- [Text section]:
Cynthia Dill (born January 6, 1965) is an American lawyer and politician from Maine. A member of the Democratic Party, she served in the Maine House of Representatives and Maine Senate, representing the 7th district which is composed of South Portland, her hometown of Cape Elizabeth, and a small portion of Scarborough.

Dill was the 2012 Democratic nominee to replace outgoing Senator Olympia Snowe and represent Maine in the United States Senate, but came in third in the general election behind former independent governor Angus King and Republican Secretary of State Charlie Summers.

Life, education, and career
Dill is married and has two children. She received her bachelor's degree from the University of Vermont and her J.D. from Northeastern University School of Law.

Dill is an adjunct instructor at Southern Maine Community College, a civil rights lawyer, and the director of the Common Cause Digital Democracy Project.  She served on the Cape Elizabeth Town Council.  While serving on the Town Council, Dill said her priority was to protect and support the state's businesses and natural resources and the elderly, disabled and children. She voted to support gay marriage and said she would "happily and without reservation" support it if the issue would come up again.  She strongly supported education, saying, "I am committed to improving the education funding formula and more importantly making needed reforms to education as a whole."

- [Given data]:
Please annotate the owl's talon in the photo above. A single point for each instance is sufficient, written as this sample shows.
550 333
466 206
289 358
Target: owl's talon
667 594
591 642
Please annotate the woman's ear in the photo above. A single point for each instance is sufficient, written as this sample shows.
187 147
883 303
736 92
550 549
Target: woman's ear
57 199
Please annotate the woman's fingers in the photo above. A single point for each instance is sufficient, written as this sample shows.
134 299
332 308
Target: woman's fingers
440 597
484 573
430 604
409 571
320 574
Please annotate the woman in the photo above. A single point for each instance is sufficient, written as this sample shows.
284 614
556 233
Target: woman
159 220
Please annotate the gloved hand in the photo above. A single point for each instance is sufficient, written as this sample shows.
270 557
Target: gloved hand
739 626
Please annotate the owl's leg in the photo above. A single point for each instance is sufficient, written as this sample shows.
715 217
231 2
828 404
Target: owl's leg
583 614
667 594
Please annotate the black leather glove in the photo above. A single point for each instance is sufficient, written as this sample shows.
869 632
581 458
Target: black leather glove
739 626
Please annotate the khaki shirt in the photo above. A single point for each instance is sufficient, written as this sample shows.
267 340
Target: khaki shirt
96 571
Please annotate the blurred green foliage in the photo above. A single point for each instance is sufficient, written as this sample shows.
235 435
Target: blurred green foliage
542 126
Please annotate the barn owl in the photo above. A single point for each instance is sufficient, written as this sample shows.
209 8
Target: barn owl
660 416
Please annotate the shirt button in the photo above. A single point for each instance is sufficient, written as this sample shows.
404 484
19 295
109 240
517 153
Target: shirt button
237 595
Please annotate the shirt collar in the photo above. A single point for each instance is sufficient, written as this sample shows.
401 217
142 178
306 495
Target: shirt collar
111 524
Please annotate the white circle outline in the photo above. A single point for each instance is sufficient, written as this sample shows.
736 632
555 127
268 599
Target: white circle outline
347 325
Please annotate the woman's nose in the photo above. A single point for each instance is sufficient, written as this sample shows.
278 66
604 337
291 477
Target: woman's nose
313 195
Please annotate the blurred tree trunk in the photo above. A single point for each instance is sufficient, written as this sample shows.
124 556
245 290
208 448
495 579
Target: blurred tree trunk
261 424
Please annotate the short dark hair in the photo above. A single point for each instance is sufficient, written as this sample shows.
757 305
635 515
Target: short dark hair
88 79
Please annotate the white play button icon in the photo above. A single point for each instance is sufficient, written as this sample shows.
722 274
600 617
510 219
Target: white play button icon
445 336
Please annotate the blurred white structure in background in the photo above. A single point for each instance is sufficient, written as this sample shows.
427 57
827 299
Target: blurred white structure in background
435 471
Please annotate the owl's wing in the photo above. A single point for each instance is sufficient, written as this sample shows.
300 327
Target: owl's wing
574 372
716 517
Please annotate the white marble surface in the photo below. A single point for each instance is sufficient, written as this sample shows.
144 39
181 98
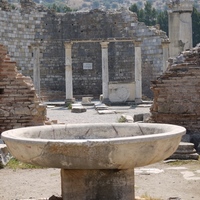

- [Stated goal]: Continue the text about Cynthia Dill, picking up right after its last sentence. Please leave the records aside; they aren't needed here.

- [Output of the task]:
Maine House of Representatives

Elections
Dill was first elected to the Maine House of Representatives in 2006 to represent Maine's 121st House District, based in Cape Elizabeth. She defeated Republican nominee Jennifer Duddy 52%-48%. In 2008, she won re-election to a second term with 61% of the vote. In 2010, she won re-election to a third term with 58% of the vote.

Tenure
She was a leading proponent of the Three Ring Binder Project, a nationally recognized private/public partnership that will bring high-speed Internet access to rural parts.

Committee assignments
She served on the Joint Standing Committee on Judiciary and the House  Ethics Committees

Maine Senate

Elections
Following the resignation of State Senator Larry Bliss in 2011, Dill won a special election to replace Bliss, defeating former Republican State Representative Louie Maietta 68%-32%.

Tenure
Dill is a strong supporter of same-sex marriage. In November 2011, Dill formed a group, "The Friends of the Maine Woods", to support Roxanne Quimby's bid to donate land to create a national park in the Millinocket region of Maine. The town council of Millinocket and the Maine State Legislature passed resolutions opposing the creation of the proposed national park.

Committee assignments
She served on the Joint Standing Committee on Judiciary.

2012 U.S. Senate election

In January 2012, Dill announced that she would seek the Democratic Party's nomination for the U.S. Senate then held by incumbent Republican U.S. Senator Olympia Snowe.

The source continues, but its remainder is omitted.